● **What the exercise asks**
Retype word for word the stretch that opens with the line containing "Pinpoint the elderly" and closes with the line containing "xmin=285 ymin=131 xmax=800 ymax=449", including both of those lines and nothing else.

● **The records**
○ ○ ○ ○ ○

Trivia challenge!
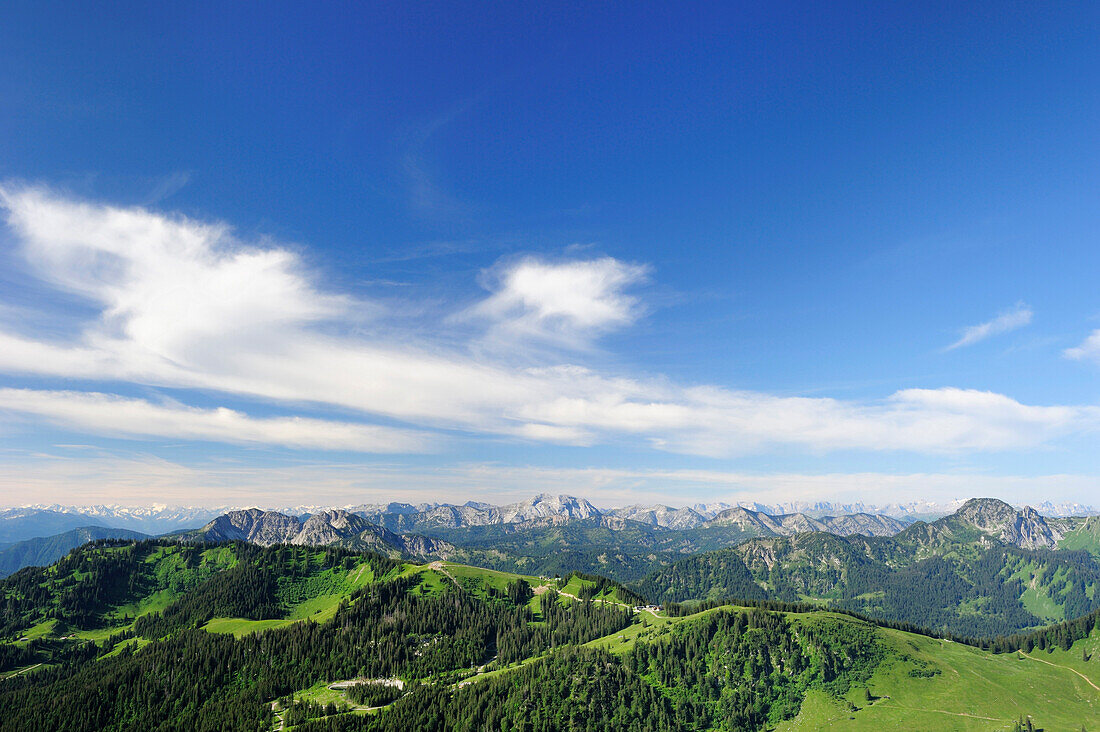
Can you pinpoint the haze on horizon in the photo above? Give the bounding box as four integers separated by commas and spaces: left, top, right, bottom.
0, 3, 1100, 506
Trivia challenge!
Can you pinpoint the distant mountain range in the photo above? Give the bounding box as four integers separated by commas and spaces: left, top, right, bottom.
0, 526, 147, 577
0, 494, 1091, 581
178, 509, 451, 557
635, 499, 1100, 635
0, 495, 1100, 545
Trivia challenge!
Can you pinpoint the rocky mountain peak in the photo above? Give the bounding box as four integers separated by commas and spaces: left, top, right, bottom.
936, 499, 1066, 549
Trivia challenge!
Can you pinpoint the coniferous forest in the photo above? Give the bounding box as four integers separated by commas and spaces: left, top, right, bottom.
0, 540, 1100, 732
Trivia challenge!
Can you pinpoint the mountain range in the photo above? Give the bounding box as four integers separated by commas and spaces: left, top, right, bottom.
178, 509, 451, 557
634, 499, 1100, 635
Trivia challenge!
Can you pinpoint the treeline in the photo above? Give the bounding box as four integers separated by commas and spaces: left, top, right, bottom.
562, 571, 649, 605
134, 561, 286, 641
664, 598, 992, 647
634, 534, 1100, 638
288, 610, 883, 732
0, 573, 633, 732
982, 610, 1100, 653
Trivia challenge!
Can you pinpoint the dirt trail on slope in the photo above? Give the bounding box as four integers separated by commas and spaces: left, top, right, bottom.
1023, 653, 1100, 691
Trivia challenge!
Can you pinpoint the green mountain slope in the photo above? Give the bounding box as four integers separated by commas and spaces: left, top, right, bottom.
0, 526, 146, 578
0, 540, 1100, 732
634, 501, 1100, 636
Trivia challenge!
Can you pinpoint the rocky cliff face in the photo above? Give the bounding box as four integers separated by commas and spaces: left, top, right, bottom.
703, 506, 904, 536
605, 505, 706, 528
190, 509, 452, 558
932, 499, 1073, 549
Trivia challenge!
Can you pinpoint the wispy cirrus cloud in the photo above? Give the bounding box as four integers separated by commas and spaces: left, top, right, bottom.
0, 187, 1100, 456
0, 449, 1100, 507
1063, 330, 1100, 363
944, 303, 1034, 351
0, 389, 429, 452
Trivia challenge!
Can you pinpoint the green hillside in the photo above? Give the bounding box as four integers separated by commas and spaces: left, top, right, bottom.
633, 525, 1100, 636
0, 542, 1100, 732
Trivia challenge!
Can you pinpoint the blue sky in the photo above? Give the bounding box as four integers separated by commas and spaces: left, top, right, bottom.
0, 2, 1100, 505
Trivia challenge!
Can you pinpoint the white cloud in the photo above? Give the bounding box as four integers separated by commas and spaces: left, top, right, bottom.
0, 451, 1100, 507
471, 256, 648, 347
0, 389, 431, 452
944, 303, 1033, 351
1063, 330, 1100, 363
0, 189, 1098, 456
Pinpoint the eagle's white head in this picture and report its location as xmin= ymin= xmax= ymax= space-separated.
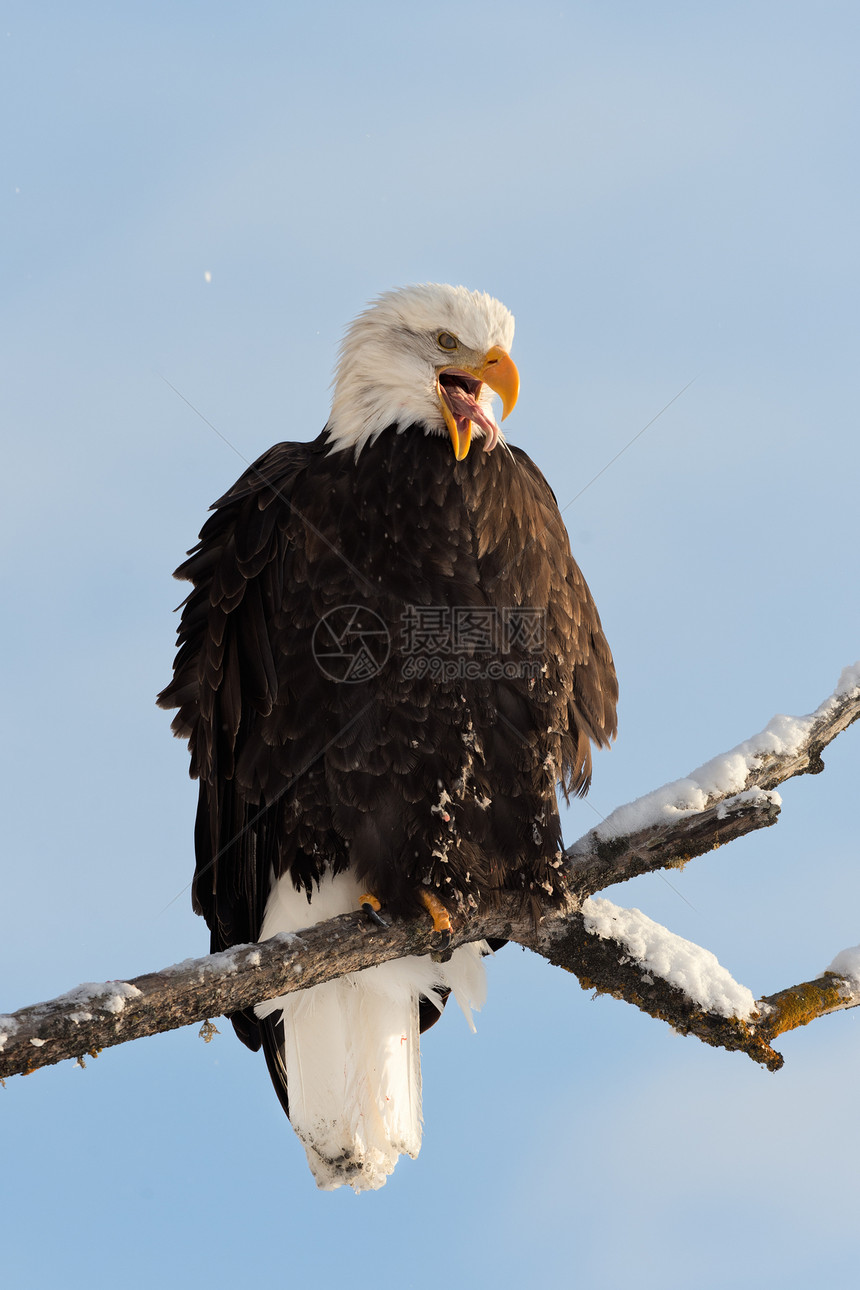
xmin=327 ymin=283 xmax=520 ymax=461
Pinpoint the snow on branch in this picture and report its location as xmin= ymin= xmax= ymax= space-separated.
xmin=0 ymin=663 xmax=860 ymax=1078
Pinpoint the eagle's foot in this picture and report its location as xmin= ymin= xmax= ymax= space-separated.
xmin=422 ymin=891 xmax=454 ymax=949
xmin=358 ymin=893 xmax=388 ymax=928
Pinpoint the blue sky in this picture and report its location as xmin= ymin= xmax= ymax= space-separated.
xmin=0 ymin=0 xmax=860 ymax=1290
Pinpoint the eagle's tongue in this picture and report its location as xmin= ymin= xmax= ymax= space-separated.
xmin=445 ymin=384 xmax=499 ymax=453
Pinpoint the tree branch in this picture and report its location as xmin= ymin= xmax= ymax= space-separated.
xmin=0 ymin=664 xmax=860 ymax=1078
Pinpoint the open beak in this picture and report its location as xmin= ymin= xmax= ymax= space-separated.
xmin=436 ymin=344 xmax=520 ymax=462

○ ○ ○ ○ ○

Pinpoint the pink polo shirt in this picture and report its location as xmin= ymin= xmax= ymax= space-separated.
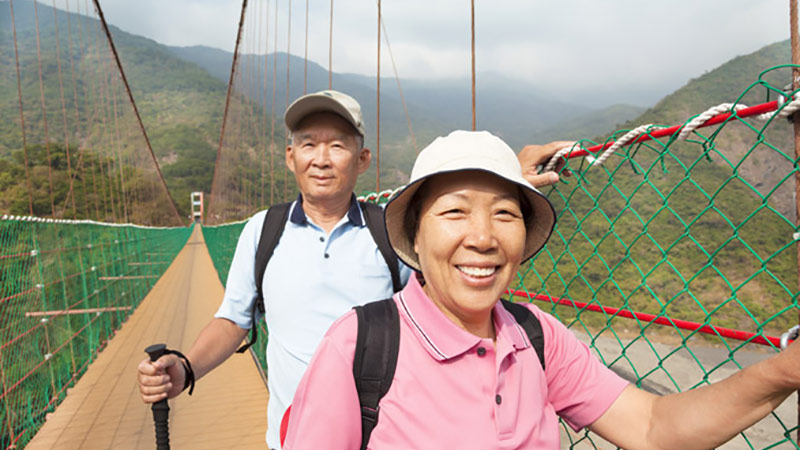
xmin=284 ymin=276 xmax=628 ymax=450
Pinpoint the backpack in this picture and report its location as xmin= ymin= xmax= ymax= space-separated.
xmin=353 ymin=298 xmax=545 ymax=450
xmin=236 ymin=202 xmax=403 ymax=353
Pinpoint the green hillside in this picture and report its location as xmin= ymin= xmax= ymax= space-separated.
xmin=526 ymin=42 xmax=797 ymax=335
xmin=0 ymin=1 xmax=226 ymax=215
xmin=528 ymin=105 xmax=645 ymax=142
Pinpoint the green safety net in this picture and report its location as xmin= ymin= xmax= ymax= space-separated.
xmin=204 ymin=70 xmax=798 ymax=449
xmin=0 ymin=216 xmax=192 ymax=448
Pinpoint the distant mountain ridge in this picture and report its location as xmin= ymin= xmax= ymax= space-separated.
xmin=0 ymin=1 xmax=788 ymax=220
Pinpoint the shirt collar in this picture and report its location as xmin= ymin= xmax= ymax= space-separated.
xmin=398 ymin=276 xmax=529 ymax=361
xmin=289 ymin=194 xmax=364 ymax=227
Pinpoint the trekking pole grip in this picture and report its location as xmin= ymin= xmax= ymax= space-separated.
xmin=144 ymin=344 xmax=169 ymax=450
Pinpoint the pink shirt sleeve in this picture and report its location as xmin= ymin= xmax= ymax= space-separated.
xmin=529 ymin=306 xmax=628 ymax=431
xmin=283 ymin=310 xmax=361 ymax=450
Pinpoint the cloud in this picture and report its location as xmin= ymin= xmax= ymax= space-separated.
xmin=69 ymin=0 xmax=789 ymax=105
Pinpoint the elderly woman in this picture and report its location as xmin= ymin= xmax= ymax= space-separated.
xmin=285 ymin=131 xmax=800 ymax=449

○ ○ ○ ○ ○

● **Task response**
Pinpoint the elderly woman in this picture and report its location as xmin= ymin= xmax= ymax= space-separated.
xmin=285 ymin=131 xmax=800 ymax=449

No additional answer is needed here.